How to complete this task:
Only an exact repeat of the listing, without its images, counts as the answer.

Task inputs:
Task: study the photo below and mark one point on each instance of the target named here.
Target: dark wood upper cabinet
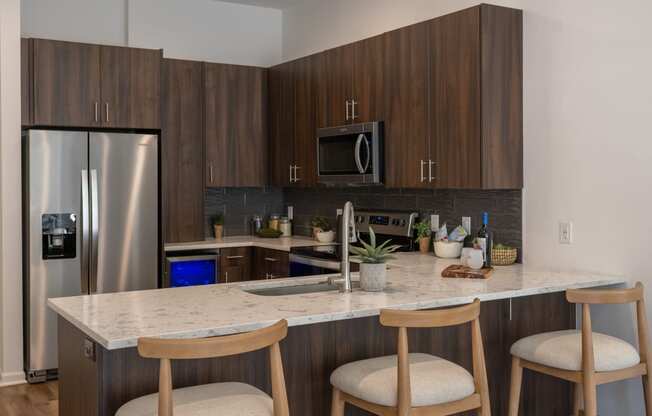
(25, 83)
(130, 87)
(476, 92)
(236, 125)
(66, 84)
(281, 123)
(368, 80)
(406, 107)
(182, 95)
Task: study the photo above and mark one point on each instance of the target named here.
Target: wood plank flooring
(30, 399)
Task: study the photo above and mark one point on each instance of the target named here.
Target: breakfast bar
(100, 369)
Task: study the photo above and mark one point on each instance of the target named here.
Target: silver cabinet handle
(423, 177)
(95, 230)
(430, 177)
(85, 216)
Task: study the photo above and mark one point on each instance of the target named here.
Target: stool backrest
(184, 349)
(589, 297)
(436, 319)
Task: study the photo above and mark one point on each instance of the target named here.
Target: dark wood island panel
(96, 381)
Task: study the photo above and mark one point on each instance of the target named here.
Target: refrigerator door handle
(85, 216)
(95, 227)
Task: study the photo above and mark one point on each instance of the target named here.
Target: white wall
(206, 30)
(588, 146)
(11, 357)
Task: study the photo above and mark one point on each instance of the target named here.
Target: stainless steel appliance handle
(85, 216)
(95, 230)
(423, 178)
(358, 143)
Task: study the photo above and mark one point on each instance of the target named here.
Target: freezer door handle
(95, 229)
(85, 217)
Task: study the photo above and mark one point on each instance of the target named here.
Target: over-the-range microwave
(351, 154)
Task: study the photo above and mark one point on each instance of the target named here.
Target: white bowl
(448, 249)
(325, 236)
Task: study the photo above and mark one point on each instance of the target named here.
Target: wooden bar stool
(224, 399)
(586, 358)
(416, 384)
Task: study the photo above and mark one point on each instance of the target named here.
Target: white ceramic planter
(373, 277)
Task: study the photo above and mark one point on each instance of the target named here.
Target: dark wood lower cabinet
(235, 264)
(99, 386)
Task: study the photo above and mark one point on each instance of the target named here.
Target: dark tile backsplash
(504, 207)
(240, 204)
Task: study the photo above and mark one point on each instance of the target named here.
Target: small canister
(273, 222)
(285, 226)
(256, 224)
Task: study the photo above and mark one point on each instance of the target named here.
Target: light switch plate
(466, 224)
(434, 222)
(565, 232)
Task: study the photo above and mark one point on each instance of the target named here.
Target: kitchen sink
(325, 286)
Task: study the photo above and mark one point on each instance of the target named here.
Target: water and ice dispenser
(59, 233)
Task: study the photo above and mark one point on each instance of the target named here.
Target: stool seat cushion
(433, 380)
(563, 350)
(224, 399)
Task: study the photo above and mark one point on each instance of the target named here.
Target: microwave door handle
(366, 143)
(358, 162)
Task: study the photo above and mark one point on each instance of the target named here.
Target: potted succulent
(423, 235)
(322, 230)
(218, 226)
(373, 258)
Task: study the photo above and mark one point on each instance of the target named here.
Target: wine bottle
(485, 239)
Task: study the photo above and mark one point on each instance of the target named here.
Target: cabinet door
(368, 80)
(455, 97)
(130, 87)
(66, 84)
(182, 150)
(235, 265)
(305, 130)
(281, 123)
(339, 64)
(406, 107)
(235, 108)
(25, 84)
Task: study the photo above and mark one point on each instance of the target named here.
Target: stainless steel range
(388, 225)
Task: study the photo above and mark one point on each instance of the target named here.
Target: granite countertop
(117, 320)
(282, 243)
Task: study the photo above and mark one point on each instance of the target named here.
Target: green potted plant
(423, 235)
(322, 230)
(218, 226)
(373, 259)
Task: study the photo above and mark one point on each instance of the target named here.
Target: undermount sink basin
(325, 286)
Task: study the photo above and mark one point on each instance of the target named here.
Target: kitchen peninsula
(99, 367)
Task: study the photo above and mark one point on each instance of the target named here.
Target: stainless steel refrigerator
(90, 218)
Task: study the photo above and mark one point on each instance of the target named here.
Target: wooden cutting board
(465, 272)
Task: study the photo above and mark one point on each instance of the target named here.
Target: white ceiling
(272, 4)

Written reply:
Task: study the photo below and mark one point on each instance of the target named here.
Target: dark wood upper cabinet
(25, 83)
(130, 87)
(476, 92)
(236, 125)
(66, 84)
(281, 123)
(368, 80)
(406, 107)
(182, 95)
Task: study the photo above and mark one point on each instance of the target named here.
Target: wood plank flooring
(30, 399)
Task: study the photo above and mark one point on each instance of the target named here.
Target: breakfast bar
(100, 369)
Task: study the photo above and mark one point on each instance of the target named here.
Target: silver cabinet handle
(423, 177)
(95, 230)
(430, 177)
(85, 216)
Task: study the photo above and mark one point on each instance of the target named here.
Target: stool backrest
(184, 349)
(589, 297)
(436, 319)
Task: study the photo above and mark one point on each instance of the target named here.
Target: dark wood island panel
(96, 381)
Task: study the photo above and mark one point on each instance of the target named here.
Target: refrigerator door handle
(85, 216)
(95, 227)
Task: study the photo above and mark one point on each instance of the target named here.
Target: white wall
(206, 30)
(588, 146)
(11, 357)
Task: study the photo above and mark one point on each instance of the target named here.
Target: stainless steel appliance handle
(85, 216)
(95, 230)
(423, 178)
(358, 143)
Task: study the photo above and mark one point on each instance of the target named here.
Target: freezer door handle
(95, 229)
(85, 217)
Task: study the photo above and mark one point on each instance of the target named here.
Target: over-the-range microwave
(351, 154)
Task: study the photo above and mark one point on each instance of the target named here.
Target: white bowl
(448, 249)
(325, 236)
Task: study the photo above and mark one point on each instance of the target named here.
Target: wooden bar stool
(224, 399)
(586, 358)
(416, 384)
Task: study the photo above and mark one point on each instance of the target named here.
Target: white ceramic planter
(373, 277)
Task: study the photo above and mark one point on each instance of the target named here.
Target: dark wood lower cabinet
(235, 264)
(99, 386)
Task: study the photo above and mark one point on each instance of the target named here.
Target: dark tile backsplash
(504, 207)
(240, 204)
Task: study the photo above and mark one point on each instance of the target named here.
Target: small canister
(273, 222)
(285, 226)
(256, 224)
Task: study the photo above and mark one point on each instance of the target named here.
Target: light switch plate
(466, 224)
(434, 222)
(565, 232)
Task: study the photo above and mark one point on each instance of the target named here.
Target: kitchen sink
(325, 286)
Task: study the photo above and mark one point on each instance of the target named here.
Target: water and ice dispenser
(59, 233)
Task: study the photo above and mark one point on each instance of the target named here.
Target: stool seat cushion
(433, 380)
(563, 350)
(224, 399)
Task: study the photo above and mark one point on each instance of the target named here.
Target: microwave door handle
(366, 143)
(358, 162)
Task: study the photo above and mark one point on each instance of the target named here.
Target: potted succulent
(423, 235)
(322, 230)
(218, 226)
(373, 258)
Task: study the photo above and mark one point on each instance of the target named here.
Target: wine bottle
(485, 239)
Task: study the photo above and mark one point on each instance of the target named here.
Target: cabinet door
(368, 80)
(455, 97)
(130, 87)
(66, 84)
(182, 150)
(235, 265)
(305, 130)
(281, 123)
(339, 64)
(406, 107)
(235, 108)
(25, 84)
Task: study the photo above and mark one point on each instance of the target named here.
Target: stainless steel range
(388, 225)
Task: study the photo above and mark one point on each instance of the target named here.
Target: granite countertop
(117, 320)
(282, 243)
Task: study the photo above and mark one point on each instance of the target named here.
Target: green potted plant
(423, 235)
(322, 230)
(218, 226)
(373, 259)
Task: study the photo above and mark one point on each instance of the target named here.
Target: undermount sink basin
(325, 286)
Task: study the photo above and mark one point on each instance of the target named here.
Target: kitchen peninsula
(99, 367)
Task: study the photo above and mark one point on each instance of the target named here.
Target: stainless steel refrigerator
(90, 218)
Task: study the photo above and mark one point on each instance of the target named here.
Target: wooden cutting board
(465, 272)
Task: study the photo above and mark one point on each instance of the target named here.
Target: white ceiling
(272, 4)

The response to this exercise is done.